**Qué debes hacer**
[1] Resume en dos oraciones el texto sobre el año transcurrido desde el 15 de mayo.
[2] Continúa el texto sobre el año transcurrido desde el 15 de mayo a partir del punto en que termina.

___ Texto ___

Estamos
de conmemoración. De un 15 de mayo, que tanto revuelo trajo consigo, a otro 15
de mayo, este. Conste que si titulo este comentario 'el año que cambió nuestras
vidas' no me refiero tan solo, obviamente, al movimiento de los indignados, con
todo lo que ha traído consigo. Me parece que esta 'movida' ha tenido, y tiene,
su importancia, desemboque en lo que desemboque, por cuanto muestra la parte
más extrema de la frustración y de la irritación social que, de todas formas,
ya indican las encuestas. Pero ha habido más cosas. Muchas más cosas.
Pienso
que este ha sido un año de cambio en muchas estructuras, y no estoy seguro de
que haya sido para mejor. Ni, necesariamente, para peor. Depende de lo que
aprendamos de las enseñanzas que estos doce meses, con unas elecciones, un
cambio de signo político, un empobrecimiento general, nos han deparado. El
acoso europeo ha sido asfixiante, obligando a improvisaciones -la última, me
parece, la nacionalización parcial de Bankia- y, lo peor, a incrementar esa
inseguridad jurídica que ya instalaron los socialistas en nuestras plazas.
La
crónica del año de la desaparición de
Zapatero y el ascenso de
Rubalcaba al
liderato de la oposición, del ascenso de
Rajoy y de su equipo al poder, de una
huelga general y de muchas manifestaciones de protesta, entre ellas algunas de
estas protagonizadas por el movimiento 'indignado', es también la historia de
la presencia de Amaiur en algunas instituciones, y del tambalearse de otras.
Han pasado cosas -no necesariamente positivas, por cierto- en la Casa del Rey, en la
presidencia del Tribunal Supremo y en el Consejo del Poder Judicial, en el
Banco de España, en las televisiones públicas, en el acuerdo no escrito entre
las dos grandes fuerzas no nacionalistas vascas...
Y
lo peor, o lo mejor, es que todo lo anteriormente mencionado sigue abierto. Hay
heridas no bien cerradas, incertidumbres no resueltas, reformas no culminadas o
excesivamente cuestionadas, y no me refiero solamente al ámbito
económico-laboral, porque el afán reformista del Gobierno, en principio loable,
pero en no pocas aspectos cuestionable, ha incluido muchos ámbitos.

___ Registros extraídos ___

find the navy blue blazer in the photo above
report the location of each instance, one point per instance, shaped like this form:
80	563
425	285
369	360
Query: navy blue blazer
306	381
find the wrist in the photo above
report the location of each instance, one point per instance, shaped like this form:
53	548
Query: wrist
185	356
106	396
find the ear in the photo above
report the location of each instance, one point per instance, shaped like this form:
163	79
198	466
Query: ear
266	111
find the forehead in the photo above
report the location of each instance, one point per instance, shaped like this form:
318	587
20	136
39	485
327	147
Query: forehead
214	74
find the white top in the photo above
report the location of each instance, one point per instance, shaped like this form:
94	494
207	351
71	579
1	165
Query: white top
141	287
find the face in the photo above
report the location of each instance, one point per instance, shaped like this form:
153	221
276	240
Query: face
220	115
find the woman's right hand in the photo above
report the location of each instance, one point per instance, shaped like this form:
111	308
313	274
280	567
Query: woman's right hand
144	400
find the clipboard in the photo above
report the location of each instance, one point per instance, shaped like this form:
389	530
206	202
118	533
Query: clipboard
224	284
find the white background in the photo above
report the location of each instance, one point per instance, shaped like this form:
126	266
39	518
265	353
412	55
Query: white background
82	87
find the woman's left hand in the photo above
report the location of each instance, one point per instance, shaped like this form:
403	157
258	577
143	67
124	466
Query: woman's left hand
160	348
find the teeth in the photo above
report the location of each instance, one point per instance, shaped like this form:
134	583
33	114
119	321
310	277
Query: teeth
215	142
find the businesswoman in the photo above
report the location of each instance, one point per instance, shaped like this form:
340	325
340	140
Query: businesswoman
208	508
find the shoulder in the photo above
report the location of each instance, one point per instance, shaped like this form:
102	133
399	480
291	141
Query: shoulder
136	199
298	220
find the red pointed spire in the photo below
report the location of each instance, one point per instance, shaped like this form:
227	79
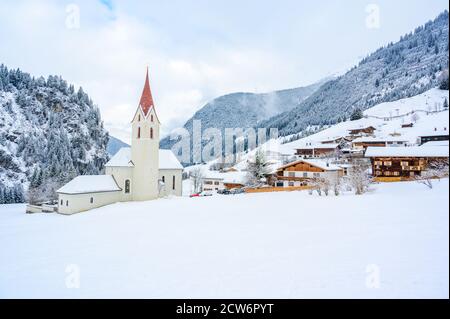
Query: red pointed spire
146	102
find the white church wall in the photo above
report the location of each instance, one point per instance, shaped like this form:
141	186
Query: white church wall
145	156
74	203
121	175
168	175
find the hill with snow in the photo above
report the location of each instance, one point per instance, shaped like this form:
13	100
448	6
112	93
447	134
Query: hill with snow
413	65
246	109
272	245
48	132
425	111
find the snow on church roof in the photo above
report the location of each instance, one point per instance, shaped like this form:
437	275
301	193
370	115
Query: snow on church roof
90	184
167	160
121	159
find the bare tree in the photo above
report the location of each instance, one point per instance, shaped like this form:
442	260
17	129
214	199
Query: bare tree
358	176
197	179
415	117
257	168
435	171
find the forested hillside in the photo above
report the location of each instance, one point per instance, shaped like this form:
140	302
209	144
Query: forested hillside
49	133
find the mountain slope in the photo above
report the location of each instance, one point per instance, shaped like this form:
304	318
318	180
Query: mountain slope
407	68
48	133
245	110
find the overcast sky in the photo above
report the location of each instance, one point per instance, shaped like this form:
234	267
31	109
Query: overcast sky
196	50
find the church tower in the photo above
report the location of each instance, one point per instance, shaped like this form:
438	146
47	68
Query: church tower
145	148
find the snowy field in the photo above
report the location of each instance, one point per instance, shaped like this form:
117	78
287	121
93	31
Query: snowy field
391	243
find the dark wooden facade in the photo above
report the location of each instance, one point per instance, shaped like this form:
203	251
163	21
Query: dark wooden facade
433	138
322	151
404	167
366	130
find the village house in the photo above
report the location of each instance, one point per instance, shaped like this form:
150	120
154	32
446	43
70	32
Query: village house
304	171
365	142
437	135
318	150
362	131
142	172
398	163
217	181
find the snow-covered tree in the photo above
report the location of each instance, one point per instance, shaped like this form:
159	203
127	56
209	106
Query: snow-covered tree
357	114
358	176
196	176
257	169
435	171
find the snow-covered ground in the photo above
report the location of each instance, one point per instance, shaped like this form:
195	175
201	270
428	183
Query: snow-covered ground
424	124
277	245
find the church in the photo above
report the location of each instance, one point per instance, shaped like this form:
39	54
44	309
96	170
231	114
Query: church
140	173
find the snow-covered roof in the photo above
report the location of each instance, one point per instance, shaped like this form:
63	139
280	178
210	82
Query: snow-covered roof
378	139
435	143
434	133
121	159
322	164
167	160
228	177
415	151
90	184
318	145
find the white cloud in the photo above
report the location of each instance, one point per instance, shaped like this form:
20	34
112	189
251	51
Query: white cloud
195	53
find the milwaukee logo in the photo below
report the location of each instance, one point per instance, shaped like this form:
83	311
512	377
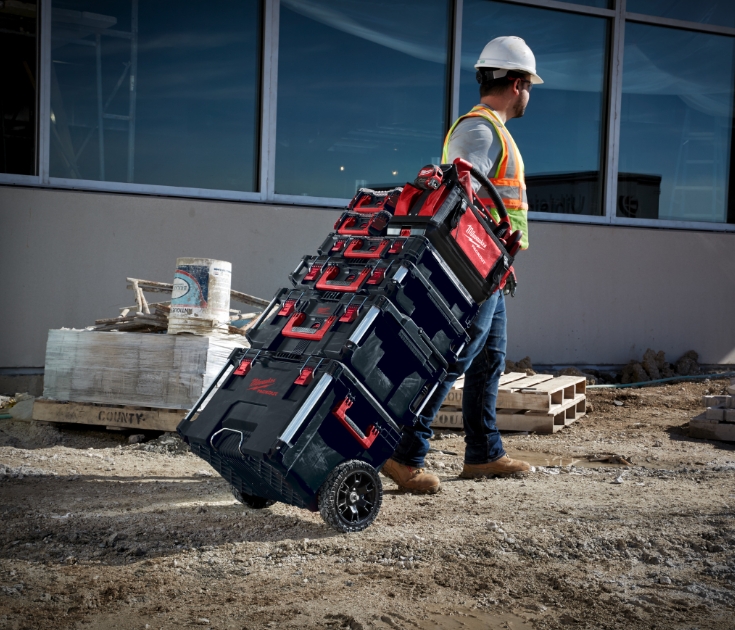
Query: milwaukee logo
260	384
476	240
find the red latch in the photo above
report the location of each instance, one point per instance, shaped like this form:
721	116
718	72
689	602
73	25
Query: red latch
313	273
350	314
305	377
338	246
365	440
287	308
377	276
244	367
396	247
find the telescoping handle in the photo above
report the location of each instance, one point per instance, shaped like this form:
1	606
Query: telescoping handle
352	250
365	440
464	165
292	329
324	284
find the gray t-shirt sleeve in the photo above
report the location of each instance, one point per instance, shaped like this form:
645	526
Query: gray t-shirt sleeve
477	141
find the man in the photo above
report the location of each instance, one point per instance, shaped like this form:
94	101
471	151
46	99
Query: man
506	71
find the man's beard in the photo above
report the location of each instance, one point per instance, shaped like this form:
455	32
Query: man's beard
519	109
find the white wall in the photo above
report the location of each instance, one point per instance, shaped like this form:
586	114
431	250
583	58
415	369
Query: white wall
587	295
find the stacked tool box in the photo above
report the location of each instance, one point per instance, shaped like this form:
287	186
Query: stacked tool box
350	352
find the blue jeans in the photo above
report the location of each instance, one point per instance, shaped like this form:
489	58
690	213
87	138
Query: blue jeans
482	362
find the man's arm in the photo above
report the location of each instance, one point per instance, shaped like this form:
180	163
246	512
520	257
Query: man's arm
476	141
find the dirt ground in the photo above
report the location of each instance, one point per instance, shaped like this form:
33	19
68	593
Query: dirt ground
97	533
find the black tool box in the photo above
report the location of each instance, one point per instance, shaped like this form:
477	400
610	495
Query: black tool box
380	252
310	413
400	281
306	433
391	355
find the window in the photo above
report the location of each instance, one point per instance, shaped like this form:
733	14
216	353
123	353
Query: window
719	12
361	93
18	78
156	92
676	125
560	136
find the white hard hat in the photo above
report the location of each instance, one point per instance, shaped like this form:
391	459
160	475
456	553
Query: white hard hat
508	53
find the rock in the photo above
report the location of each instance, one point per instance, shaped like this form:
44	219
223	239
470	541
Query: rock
634	373
650	364
688	364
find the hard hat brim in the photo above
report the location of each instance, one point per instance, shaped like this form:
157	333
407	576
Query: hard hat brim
535	79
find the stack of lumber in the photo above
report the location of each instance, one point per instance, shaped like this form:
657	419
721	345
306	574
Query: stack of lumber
115	368
540	403
718	420
153	317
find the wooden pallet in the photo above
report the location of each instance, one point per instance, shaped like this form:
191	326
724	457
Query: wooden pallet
118	416
540	392
521	420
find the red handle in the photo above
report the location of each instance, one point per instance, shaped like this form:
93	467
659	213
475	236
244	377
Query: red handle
323	283
351	253
366	441
291	329
346	226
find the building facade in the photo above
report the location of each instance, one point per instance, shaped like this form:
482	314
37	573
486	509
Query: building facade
137	132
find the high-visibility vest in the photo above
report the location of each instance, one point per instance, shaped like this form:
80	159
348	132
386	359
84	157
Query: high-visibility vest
509	172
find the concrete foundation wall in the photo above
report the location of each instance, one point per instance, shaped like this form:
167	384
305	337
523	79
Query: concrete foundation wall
587	295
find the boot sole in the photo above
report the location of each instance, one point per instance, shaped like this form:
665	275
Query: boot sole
491	475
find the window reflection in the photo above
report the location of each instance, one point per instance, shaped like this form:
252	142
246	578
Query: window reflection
361	93
155	92
720	12
676	124
561	134
18	87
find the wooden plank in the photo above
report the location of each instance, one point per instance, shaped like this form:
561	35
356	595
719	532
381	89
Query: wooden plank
526	382
455	395
108	415
150	286
704	429
542	396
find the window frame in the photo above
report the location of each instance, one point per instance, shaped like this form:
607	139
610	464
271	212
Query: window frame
270	13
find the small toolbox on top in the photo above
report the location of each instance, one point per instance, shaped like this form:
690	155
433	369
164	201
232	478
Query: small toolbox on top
394	359
479	249
306	433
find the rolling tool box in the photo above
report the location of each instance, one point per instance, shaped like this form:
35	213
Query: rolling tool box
310	413
399	281
387	351
442	205
306	433
394	250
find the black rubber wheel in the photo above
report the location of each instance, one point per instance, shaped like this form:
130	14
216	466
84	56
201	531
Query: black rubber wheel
257	503
350	498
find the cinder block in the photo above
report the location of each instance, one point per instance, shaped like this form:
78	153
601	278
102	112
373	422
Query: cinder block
715	413
715	401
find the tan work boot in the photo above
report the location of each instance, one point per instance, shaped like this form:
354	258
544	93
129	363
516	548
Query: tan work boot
503	466
411	479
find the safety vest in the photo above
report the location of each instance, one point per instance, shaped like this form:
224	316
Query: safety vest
508	177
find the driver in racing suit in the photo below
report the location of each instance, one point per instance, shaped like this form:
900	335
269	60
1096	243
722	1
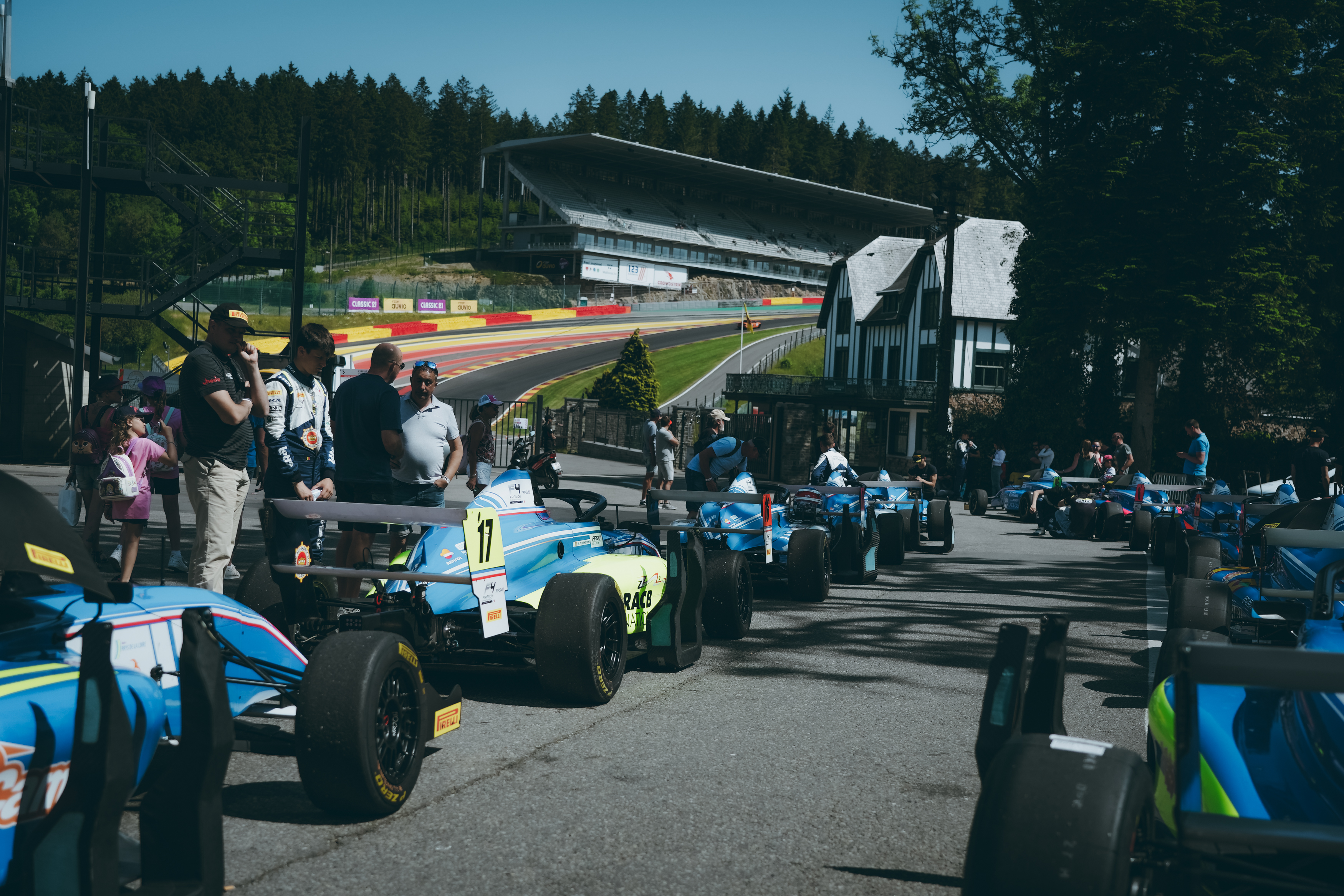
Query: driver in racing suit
301	460
831	461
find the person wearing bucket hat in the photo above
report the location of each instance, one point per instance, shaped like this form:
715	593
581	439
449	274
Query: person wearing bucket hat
89	449
129	454
164	479
214	386
480	444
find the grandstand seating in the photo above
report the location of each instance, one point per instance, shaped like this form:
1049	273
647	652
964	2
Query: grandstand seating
693	224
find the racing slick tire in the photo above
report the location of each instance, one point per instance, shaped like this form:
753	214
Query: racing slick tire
1111	520
1140	531
581	639
359	731
809	565
912	522
892	539
1205	556
1199	604
728	596
941	523
1034	836
1159	539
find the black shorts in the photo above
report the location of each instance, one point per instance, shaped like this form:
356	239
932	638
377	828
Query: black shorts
365	494
166	485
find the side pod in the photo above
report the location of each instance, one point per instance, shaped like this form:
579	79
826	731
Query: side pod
182	816
675	631
73	850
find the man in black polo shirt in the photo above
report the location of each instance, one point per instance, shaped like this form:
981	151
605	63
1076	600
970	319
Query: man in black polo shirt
1311	468
214	422
367	429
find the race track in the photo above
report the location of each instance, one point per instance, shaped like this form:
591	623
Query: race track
510	362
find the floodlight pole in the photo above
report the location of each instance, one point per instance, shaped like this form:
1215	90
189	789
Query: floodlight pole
77	371
940	418
296	300
6	121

___

**Respuestas por tarea**
[1] El texto conmemora el año que va de un 15 de mayo a otro y sostiene que en ese tiempo cambiaron muchas estructuras, no solo por el movimiento de los indignados, sino también por unas elecciones, un cambio de signo político, un empobrecimiento general y un acoso europeo asfixiante. Señala además que hubo cambios en instituciones como la Casa del Rey, la presidencia del Tribunal Supremo, el Banco de España y las televisiones públicas, y que todo ello sigue abierto, con heridas no bien cerradas, incertidumbres no resueltas y reformas no culminadas.

[2]
Hay
amenazas de intervención en algunas comunidades autónomas, incluyendo la
asturiana, donde no se ha cerrado la crisis política. Y España sigue mirando
aprensivamente a Bruselas, o a Berlín, o a París, de donde en cualquier
momento, piensa el ciudadano de la calle, nos puede venir un nuevo golpe. Los
socialistas, que hasta diciembre ocuparon el poder, siguen lamiéndose las
heridas, sin que su congreso poselectoral haya consolidado sus dañadas
estructuras dirigentes. Los 'populares', que ocuparon el poder por mayoría
absoluta, han iniciado una caída libre en los sondeos, derivada de la
necesidad, impuesta desde el exterior, de imponer a los españoles cada viernes
un ajuste duro sobre otros ajustes no menos duros.
Podría
también, en esta crónica del desastre, hablar de la pérdida de influencia
exterior, especialmente en América Latina -en Europa ya la habíamos perdido
casi toda-. Y, buceando en causas más profundas, podríamos hablar del
ensimismamiento de las fuerzas políticas y sociales, que ven con creciente
claridad que los ciudadanos se sienten cada vez menos representados por quienes
deberían representarles. Y, sin embargo, en esos ciudadanos, cada día más
escépticos y más euroescépticos, en esa sociedad tan invertebrada como cuando
Ortega así la denunciaba, está la solución. Y, para la clase política, el
problema. Al menos, mientras se sigan ignorando las peticiones y aspiraciones
de una ciudadanía que no acaba de entender muy bien por qué se hacen unas cosas
y, en cambio, no se hacen otras que son demandadas por abrumadoras mayorías.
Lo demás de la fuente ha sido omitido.